PROVIDED MATERIAL =
──────────────────────────────

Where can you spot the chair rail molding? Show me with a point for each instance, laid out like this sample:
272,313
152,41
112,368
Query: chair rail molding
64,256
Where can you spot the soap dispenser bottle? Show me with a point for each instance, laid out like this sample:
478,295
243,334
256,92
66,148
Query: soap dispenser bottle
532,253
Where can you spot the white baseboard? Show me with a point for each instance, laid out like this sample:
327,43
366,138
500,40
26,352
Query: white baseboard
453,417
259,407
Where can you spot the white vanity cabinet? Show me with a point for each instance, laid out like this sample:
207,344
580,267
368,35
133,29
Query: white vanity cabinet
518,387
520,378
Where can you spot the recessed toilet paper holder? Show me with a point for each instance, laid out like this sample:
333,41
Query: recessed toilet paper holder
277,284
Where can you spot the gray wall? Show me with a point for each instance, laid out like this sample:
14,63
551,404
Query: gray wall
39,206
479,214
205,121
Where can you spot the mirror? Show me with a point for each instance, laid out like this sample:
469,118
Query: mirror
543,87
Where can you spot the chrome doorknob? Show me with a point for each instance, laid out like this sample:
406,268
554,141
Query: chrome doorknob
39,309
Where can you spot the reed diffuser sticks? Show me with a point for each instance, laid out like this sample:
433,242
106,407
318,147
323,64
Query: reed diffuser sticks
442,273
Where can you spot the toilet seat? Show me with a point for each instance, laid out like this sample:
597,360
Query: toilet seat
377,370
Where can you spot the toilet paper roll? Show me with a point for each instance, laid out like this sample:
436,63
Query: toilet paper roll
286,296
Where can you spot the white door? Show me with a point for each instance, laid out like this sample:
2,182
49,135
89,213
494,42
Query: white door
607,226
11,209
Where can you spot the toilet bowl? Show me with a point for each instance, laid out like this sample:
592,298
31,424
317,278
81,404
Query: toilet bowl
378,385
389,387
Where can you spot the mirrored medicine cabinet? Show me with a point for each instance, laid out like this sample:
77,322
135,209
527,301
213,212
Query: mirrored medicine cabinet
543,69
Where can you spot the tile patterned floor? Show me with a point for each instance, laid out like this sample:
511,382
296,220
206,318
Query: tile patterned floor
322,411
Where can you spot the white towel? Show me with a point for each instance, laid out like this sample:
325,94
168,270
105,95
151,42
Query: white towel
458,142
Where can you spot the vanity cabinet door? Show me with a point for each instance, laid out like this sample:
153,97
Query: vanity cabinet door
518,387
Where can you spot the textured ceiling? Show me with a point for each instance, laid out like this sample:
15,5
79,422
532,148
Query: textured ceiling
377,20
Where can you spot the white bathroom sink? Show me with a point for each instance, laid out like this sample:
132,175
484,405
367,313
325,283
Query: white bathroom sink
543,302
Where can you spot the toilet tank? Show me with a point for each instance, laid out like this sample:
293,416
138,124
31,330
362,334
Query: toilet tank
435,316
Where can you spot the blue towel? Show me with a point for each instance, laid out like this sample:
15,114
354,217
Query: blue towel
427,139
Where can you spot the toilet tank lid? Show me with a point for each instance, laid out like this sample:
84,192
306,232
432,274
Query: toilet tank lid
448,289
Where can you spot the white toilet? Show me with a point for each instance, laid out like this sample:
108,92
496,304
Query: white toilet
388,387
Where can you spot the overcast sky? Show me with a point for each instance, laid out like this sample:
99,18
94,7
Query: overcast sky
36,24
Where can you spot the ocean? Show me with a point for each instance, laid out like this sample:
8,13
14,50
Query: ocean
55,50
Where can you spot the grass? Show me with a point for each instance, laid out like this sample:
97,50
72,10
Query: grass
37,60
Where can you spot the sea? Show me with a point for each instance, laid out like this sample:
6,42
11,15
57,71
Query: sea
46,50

──────────────────────────────

WHAT IS REQUIRED = Restate the listing in full, word for word.

RESULT FOR THIS TASK =
Where can you spot the chair rail molding? Show me with a point for each instance, laid out like this sample:
272,313
152,41
112,368
Query: chair rail molding
64,256
Where can you spot the soap dispenser bottle? Show me with a point for each instance, laid out like this sample:
478,295
243,334
256,92
66,148
Query: soap dispenser bottle
532,253
Where can you spot the white baseboard? Show me with a point for each instance, laid out like this sample:
327,43
366,138
500,40
26,352
Query: white baseboard
453,417
259,407
Where can you spot the white vanity cabinet? Show me with a point for each instance, laid out like this sample:
207,344
580,267
368,35
133,29
Query: white vanity cabinet
518,387
520,378
Where can you spot the recessed toilet paper holder? Show me with a point for each instance, laid out like this sample:
333,41
Query: recessed toilet paper holder
277,284
Where can you spot the gray wall? Show me with a point for each instance, laid out like this sample:
14,63
551,404
Query: gray wall
39,206
479,214
205,121
Where can you spot the mirror? Show me with a point for each instance, laid out like this sample:
469,118
Query: mirror
543,87
Where can you spot the chrome doorknob? Show me with a point for each instance, laid out like this sample:
406,268
554,141
Query: chrome doorknob
39,309
Where can you spot the reed diffuser sticks? Show me with a point for each instance, laid out like this sample:
433,242
106,407
318,147
323,64
Query: reed diffuser sticks
442,273
Where can you spot the toilet seat? Show me with a point for each instance, laid out like this sample:
597,360
Query: toilet seat
377,370
Where can you spot the toilet paper roll? Show me with a point for each instance, laid out like this sample:
436,63
Query: toilet paper roll
286,296
Where can you spot the white door? Show me with a point for each instance, laid out like this sample:
2,182
49,135
89,213
494,42
Query: white door
607,226
11,209
Where can you spot the toilet bowl? Show me with a point for each instance, laid out like this sample:
592,298
31,424
317,278
81,404
Query: toilet bowl
378,385
389,387
Where can you spot the mirrored medicine cabinet? Show me with a point for each instance, laid out like this sample:
77,322
135,209
527,301
213,212
Query: mirrored medicine cabinet
543,69
Where can you spot the tile patterned floor? Show me with a point for each instance, laid out like this sample:
511,382
296,220
206,318
Query: tile patterned floor
322,411
Where can you spot the white towel? Show me with a point for each instance, laid out like this sample:
325,94
168,270
105,95
151,42
Query: white towel
458,142
Where can you spot the vanity cabinet door? Show me with a point for each instance, laid out like this sample:
153,97
Query: vanity cabinet door
518,387
Where can you spot the textured ceiling? Show me with a point for each instance, laid out like this sample:
15,5
79,422
532,148
Query: textured ceiling
377,20
Where can you spot the white bathroom sink? Show me with a point for each instance, laid out like this sample:
132,175
484,405
367,313
325,283
Query: white bathroom sink
543,302
Where can you spot the toilet tank? Show me with a point for each instance, laid out like this sample:
293,416
138,124
31,330
362,334
Query: toilet tank
435,316
Where can you spot the blue towel? Show me with a point for each instance, laid out like this sample:
15,114
354,217
Query: blue towel
427,139
Where can you spot the toilet tank lid? Show me with a point for each instance, laid out like this sample:
84,192
306,232
432,274
Query: toilet tank lid
448,289
Where can you spot the white toilet? Show me with a point for each instance, laid out like this sample:
108,92
496,304
Query: white toilet
388,387
Where can you spot the overcast sky? Show me with a point for each instance, laid out like this sample:
99,18
94,7
Query: overcast sky
36,24
Where can you spot the ocean? Show me with a point for each instance, laid out like this sample:
8,13
14,50
Query: ocean
55,50
Where can you spot the grass? Show me with a point for each instance, laid out like this sample:
97,50
72,10
Query: grass
37,60
Where can you spot the sea? Show me with a point for each instance, laid out like this sample:
6,42
11,15
57,71
Query: sea
46,50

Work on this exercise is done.